Copy the listing below line for line, without changing anything.

(Saved data entries)
----
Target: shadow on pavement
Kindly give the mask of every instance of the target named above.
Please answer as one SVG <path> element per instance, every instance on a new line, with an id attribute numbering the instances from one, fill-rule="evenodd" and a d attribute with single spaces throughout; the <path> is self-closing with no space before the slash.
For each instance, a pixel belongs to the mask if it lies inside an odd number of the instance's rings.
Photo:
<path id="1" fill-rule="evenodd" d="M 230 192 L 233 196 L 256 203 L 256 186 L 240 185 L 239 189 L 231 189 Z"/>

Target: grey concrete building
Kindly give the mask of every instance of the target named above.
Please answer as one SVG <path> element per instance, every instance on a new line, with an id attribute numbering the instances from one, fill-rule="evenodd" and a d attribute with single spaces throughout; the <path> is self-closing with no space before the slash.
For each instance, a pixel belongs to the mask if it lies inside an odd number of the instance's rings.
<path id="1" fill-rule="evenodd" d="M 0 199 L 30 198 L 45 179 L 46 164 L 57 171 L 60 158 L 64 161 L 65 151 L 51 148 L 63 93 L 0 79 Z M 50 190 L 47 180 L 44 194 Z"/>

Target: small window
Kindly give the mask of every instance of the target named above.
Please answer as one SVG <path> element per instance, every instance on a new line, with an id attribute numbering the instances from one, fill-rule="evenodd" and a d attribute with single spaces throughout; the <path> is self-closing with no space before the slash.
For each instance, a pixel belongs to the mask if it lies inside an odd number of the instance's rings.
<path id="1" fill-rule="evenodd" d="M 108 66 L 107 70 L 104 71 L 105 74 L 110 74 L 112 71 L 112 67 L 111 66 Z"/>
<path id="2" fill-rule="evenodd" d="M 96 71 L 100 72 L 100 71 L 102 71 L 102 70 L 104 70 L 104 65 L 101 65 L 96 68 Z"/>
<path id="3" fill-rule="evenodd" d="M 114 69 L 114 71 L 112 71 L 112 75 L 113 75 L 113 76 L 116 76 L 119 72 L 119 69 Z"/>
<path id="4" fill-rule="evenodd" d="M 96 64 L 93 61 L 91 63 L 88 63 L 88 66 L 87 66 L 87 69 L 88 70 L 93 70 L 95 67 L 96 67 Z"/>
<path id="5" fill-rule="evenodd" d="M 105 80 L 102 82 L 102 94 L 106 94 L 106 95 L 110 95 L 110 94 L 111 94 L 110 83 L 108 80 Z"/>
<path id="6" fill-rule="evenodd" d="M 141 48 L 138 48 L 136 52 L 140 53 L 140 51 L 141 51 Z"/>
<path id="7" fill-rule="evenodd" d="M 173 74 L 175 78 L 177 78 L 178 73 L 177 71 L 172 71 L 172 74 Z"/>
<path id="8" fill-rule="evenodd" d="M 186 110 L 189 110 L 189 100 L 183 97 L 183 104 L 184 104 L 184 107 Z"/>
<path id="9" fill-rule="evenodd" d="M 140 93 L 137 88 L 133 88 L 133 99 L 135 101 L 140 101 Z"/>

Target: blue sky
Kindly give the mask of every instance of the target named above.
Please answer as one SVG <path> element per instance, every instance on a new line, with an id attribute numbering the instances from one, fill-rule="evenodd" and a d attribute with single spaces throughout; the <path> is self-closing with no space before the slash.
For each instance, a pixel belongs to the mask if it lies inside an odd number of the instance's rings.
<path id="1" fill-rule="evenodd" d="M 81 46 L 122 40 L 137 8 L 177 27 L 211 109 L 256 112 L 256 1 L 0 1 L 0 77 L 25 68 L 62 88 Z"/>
----
- _ANSWER TO THIS TASK_:
Target: shadow on pavement
Kindly give the mask of every instance of the target named above.
Please answer as one SVG <path> element per instance, every instance on a new line, with an id attribute numbering the instances from one, fill-rule="evenodd" and a d attribute with single spaces throughout; the <path> is self-closing with no space before the slash.
For each instance, a pixel belongs to the mask if it lies inside an odd number of the instance's rings.
Photo:
<path id="1" fill-rule="evenodd" d="M 230 192 L 233 196 L 256 203 L 256 186 L 240 185 L 239 189 L 231 189 Z"/>

Target: grey concrete building
Kindly give the mask of every instance of the target named above.
Please answer as one SVG <path> element per instance, every instance on a new line, with an id attribute numbering the instances from one, fill-rule="evenodd" and a d attribute with single spaces throughout; the <path> is self-closing with no space before the slash.
For each instance, a pixel belongs to the mask if it lies inside an odd number of the instance's rings.
<path id="1" fill-rule="evenodd" d="M 0 199 L 30 198 L 45 179 L 46 164 L 57 171 L 60 158 L 64 161 L 65 151 L 51 148 L 63 93 L 0 79 Z M 50 190 L 47 180 L 44 194 Z"/>

Target: small window
Kindly give the mask of every instance of the target named above.
Please answer as one SVG <path> element per instance, every instance on a new line, with an id attribute numbering the instances from one, fill-rule="evenodd" and a d attribute with single spaces throughout; the <path> is self-closing with no space before the slash.
For each instance, a pixel belongs to the mask if it lies inside an odd number of the instance's rings.
<path id="1" fill-rule="evenodd" d="M 108 66 L 107 70 L 104 71 L 105 74 L 110 74 L 112 71 L 112 67 L 111 66 Z"/>
<path id="2" fill-rule="evenodd" d="M 96 71 L 100 72 L 100 71 L 102 71 L 102 70 L 104 70 L 104 65 L 101 65 L 96 68 Z"/>
<path id="3" fill-rule="evenodd" d="M 114 69 L 114 71 L 112 71 L 112 75 L 113 75 L 113 76 L 116 76 L 119 72 L 119 69 Z"/>
<path id="4" fill-rule="evenodd" d="M 96 64 L 93 61 L 91 63 L 88 63 L 88 66 L 87 66 L 87 69 L 88 70 L 93 70 L 95 67 L 96 67 Z"/>
<path id="5" fill-rule="evenodd" d="M 105 80 L 102 82 L 102 94 L 106 94 L 106 95 L 110 95 L 110 94 L 111 94 L 110 83 L 108 80 Z"/>
<path id="6" fill-rule="evenodd" d="M 141 48 L 138 48 L 136 52 L 140 53 L 140 51 L 141 51 Z"/>
<path id="7" fill-rule="evenodd" d="M 173 74 L 175 78 L 177 78 L 178 73 L 177 71 L 172 71 L 172 74 Z"/>
<path id="8" fill-rule="evenodd" d="M 186 110 L 189 110 L 189 100 L 183 97 L 183 104 L 184 104 L 184 107 Z"/>
<path id="9" fill-rule="evenodd" d="M 140 93 L 137 88 L 133 88 L 133 99 L 135 101 L 140 101 Z"/>

Target: blue sky
Kindly give the mask of every instance of the target named above.
Please answer as one SVG <path> element per instance, every instance on a new line, with an id attribute numbering the instances from one, fill-rule="evenodd" and a d attribute with single spaces throughout; the <path> is self-closing with no space before the slash.
For each instance, a pixel belongs to the mask if it lies inside an odd number of the instance's rings.
<path id="1" fill-rule="evenodd" d="M 81 46 L 122 40 L 137 8 L 177 27 L 211 109 L 256 112 L 256 1 L 0 1 L 0 77 L 25 68 L 62 88 Z"/>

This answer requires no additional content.